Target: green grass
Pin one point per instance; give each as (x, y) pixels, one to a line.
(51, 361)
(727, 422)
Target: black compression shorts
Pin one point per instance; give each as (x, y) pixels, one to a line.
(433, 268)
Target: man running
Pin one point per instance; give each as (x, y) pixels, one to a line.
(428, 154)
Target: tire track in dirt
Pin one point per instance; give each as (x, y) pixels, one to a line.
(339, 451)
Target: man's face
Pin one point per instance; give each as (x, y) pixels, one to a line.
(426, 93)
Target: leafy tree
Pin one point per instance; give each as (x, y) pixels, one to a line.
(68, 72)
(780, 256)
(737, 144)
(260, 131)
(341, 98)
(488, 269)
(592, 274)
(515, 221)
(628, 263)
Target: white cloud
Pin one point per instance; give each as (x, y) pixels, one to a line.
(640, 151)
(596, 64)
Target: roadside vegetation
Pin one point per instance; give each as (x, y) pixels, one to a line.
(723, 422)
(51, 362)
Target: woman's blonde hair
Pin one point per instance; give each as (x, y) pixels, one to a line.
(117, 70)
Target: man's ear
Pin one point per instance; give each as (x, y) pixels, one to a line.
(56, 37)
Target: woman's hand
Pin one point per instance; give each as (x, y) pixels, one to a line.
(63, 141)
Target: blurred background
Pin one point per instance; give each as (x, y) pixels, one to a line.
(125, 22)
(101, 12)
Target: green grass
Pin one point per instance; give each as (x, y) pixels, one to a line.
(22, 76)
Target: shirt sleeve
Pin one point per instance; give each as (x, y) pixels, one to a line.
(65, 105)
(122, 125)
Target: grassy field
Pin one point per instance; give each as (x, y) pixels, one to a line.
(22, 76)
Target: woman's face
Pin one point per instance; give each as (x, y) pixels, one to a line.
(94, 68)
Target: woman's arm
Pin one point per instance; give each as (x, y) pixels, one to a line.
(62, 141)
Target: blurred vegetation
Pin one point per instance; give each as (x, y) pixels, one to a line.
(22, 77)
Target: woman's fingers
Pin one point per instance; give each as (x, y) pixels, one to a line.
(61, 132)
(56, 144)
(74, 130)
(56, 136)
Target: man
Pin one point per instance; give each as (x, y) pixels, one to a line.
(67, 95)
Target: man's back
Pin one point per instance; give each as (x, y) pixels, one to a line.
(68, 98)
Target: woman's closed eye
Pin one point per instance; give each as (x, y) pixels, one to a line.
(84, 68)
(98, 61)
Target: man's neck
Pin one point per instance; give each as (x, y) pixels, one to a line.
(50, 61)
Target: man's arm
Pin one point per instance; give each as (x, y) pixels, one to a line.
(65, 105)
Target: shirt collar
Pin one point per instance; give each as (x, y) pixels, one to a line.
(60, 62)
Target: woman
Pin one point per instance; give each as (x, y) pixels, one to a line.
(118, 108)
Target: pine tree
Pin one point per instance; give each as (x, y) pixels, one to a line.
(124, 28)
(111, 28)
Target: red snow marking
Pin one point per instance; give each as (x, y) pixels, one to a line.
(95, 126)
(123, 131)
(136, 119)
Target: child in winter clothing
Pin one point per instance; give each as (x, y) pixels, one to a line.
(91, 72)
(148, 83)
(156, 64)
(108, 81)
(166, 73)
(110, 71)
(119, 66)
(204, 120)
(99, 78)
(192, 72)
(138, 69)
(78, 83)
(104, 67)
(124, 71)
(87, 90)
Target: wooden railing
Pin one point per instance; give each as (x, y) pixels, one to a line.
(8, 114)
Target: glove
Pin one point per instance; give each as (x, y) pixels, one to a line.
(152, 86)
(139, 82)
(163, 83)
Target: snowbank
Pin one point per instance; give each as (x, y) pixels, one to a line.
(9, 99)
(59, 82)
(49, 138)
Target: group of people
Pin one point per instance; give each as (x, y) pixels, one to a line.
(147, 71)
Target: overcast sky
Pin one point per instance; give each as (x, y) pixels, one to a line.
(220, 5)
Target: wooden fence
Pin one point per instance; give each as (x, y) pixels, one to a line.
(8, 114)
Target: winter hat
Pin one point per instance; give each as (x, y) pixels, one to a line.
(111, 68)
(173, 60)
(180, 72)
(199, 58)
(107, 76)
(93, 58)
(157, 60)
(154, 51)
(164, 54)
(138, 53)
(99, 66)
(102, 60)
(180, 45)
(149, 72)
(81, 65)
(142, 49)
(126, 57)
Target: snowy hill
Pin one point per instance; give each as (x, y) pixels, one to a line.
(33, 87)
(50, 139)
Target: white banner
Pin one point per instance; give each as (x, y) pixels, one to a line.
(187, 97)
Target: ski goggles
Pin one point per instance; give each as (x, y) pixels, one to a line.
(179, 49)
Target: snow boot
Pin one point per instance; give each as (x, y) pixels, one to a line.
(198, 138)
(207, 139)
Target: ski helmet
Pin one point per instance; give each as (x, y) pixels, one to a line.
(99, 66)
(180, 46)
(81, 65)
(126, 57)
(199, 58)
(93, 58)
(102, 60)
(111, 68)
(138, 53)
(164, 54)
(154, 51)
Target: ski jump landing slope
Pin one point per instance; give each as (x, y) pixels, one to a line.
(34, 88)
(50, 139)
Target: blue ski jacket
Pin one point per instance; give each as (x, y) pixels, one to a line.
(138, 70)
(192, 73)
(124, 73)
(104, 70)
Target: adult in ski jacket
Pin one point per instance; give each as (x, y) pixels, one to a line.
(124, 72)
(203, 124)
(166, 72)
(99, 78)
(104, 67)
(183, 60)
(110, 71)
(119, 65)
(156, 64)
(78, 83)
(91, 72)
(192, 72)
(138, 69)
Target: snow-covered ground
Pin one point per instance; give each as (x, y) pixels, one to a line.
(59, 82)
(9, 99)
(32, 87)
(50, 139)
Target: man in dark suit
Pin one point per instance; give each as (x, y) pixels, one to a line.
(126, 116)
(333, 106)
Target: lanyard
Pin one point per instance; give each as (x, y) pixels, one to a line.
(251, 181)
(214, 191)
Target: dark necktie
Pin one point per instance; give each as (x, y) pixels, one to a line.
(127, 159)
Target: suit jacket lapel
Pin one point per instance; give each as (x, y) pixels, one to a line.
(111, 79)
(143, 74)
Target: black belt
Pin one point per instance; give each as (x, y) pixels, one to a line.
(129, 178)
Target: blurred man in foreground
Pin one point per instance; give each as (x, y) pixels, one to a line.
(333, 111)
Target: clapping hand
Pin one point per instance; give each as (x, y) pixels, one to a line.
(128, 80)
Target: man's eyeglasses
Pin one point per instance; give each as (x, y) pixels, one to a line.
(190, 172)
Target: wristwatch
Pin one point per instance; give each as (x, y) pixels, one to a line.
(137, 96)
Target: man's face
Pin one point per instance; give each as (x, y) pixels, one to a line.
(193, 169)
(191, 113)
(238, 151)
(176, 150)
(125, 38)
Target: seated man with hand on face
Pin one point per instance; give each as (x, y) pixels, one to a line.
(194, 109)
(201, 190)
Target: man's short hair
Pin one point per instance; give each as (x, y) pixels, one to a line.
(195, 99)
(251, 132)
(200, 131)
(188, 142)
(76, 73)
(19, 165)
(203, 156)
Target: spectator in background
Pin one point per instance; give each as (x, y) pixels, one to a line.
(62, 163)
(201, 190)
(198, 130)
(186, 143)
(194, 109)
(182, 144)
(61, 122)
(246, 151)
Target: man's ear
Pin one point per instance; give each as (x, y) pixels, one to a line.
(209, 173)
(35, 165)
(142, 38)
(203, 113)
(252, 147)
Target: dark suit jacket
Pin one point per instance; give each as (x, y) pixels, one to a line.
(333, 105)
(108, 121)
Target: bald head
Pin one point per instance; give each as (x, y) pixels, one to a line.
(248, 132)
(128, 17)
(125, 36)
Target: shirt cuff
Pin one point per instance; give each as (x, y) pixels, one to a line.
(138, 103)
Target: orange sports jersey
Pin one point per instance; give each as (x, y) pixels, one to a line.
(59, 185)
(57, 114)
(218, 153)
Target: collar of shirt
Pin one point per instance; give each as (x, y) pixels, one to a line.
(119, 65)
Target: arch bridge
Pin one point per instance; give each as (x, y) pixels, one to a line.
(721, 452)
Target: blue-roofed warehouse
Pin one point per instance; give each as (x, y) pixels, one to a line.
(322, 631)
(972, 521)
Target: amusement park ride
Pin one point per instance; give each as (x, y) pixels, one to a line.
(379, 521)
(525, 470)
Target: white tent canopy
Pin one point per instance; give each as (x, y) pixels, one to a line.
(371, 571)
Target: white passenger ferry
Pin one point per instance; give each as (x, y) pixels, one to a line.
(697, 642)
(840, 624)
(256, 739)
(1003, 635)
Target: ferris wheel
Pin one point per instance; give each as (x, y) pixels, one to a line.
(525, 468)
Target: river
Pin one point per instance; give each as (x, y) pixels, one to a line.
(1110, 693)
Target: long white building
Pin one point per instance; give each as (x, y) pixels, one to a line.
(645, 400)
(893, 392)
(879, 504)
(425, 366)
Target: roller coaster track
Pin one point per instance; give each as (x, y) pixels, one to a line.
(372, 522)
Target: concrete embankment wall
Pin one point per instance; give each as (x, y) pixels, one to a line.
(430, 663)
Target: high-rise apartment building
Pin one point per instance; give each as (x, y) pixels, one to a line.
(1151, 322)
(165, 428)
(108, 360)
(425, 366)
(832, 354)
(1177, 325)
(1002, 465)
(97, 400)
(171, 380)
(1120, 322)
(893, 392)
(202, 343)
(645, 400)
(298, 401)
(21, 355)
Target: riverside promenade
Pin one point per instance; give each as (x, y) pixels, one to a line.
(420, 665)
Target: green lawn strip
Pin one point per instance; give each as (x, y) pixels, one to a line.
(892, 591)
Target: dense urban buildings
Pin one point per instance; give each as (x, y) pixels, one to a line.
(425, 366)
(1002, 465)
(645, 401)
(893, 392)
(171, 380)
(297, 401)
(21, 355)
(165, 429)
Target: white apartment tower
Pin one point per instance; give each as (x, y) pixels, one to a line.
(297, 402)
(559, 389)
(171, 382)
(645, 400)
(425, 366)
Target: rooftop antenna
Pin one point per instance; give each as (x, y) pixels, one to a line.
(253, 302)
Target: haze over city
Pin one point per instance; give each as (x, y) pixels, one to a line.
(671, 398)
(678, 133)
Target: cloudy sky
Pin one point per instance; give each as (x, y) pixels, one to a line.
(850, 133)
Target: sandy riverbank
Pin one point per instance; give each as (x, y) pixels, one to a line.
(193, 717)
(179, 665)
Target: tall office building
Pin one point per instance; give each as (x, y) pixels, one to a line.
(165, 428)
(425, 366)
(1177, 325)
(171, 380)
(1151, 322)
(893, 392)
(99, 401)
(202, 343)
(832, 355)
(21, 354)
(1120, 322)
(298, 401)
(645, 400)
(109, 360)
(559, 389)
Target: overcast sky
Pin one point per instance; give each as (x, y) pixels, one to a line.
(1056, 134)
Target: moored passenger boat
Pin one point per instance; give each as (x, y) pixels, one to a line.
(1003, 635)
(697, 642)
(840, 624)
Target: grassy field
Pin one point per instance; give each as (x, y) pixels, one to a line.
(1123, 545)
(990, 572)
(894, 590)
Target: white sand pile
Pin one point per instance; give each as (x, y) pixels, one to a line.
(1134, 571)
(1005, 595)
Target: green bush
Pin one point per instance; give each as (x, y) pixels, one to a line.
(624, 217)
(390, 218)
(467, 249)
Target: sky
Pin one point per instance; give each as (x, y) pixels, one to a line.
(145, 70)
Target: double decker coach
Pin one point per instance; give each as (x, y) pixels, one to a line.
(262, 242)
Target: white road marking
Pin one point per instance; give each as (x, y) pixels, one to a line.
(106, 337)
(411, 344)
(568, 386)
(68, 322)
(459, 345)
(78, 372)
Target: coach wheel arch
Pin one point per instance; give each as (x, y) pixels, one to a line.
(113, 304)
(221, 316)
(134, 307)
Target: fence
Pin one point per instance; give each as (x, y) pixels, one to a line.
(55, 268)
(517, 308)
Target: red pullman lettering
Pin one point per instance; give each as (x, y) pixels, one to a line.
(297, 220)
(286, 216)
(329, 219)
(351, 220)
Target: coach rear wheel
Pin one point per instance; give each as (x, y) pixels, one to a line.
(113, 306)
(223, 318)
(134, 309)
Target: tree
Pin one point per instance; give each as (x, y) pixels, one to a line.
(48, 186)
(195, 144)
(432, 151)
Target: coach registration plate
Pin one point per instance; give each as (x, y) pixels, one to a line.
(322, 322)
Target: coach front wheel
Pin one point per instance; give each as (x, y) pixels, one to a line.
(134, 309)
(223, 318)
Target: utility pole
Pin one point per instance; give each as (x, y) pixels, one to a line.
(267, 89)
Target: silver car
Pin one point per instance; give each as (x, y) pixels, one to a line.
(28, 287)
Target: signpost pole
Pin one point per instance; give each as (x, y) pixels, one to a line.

▶ **INSTRUCTIONS FOR THE TASK**
Of all the entries above, retype exactly the lines from the line with "Target: dark suit jacket" to the line with "Target: riverside promenade", both included, and no others.

▶ **RESULT OF THIS TASK**
Target: dark suit jacket
Pin one point per instance; give each as (x, y) pixels, one to a line.
(333, 105)
(108, 121)
Target: bald head
Pin one point per instance; give each as (x, y) pixels, one to a line.
(248, 132)
(128, 17)
(125, 36)
Target: shirt cuff
Pin one point per instance; give each as (x, y) pixels, one to a line.
(138, 103)
Target: orange sports jersey
Pin one point per instance; give each as (x, y) pixels, one to a line.
(59, 185)
(57, 114)
(218, 153)
Target: collar of shirt
Pin one point per instance; give each as (x, y) pixels, one to a line.
(119, 65)
Target: arch bridge
Pin one point per instance; give each as (x, y) pixels, one to a line.
(721, 452)
Target: blue-roofed warehouse
Pin one point per instance; give each as (x, y) pixels, one to a line.
(322, 631)
(972, 521)
Target: amusement park ride
Pin one point per instance; give each as (x, y) pixels, one to a line.
(379, 521)
(525, 470)
Target: white tent canopy
Pin one point per instance; give each as (x, y) pixels, one to a line.
(371, 571)
Target: white passenger ferry
Pin one point per instance; give each as (x, y) pixels, one to a line.
(697, 642)
(840, 624)
(256, 739)
(1003, 635)
Target: ferris wheel
Pin one point per instance; give each as (x, y) pixels, one to a line.
(525, 468)
Target: river
Pin one point per instance; give each as (x, y) pixels, one to a line.
(1110, 693)
Target: long white building
Pin one point per instance; give each as (x, y) pixels, one to a line.
(645, 400)
(893, 392)
(879, 504)
(425, 366)
Target: roller coaster track
Pin one point per instance; give each as (x, y) pixels, one to a line.
(372, 522)
Target: concrete embankment wall
Pin one point per instance; give each as (x, y) pixels, one to a line.
(430, 663)
Target: high-rise apartment building
Pin one point per instance; give each as (x, y) pixels, one to a line.
(1151, 322)
(165, 428)
(108, 360)
(425, 366)
(832, 354)
(1177, 325)
(1002, 465)
(97, 400)
(171, 380)
(1120, 322)
(893, 392)
(202, 343)
(645, 400)
(298, 401)
(21, 355)
Target: riverside promenade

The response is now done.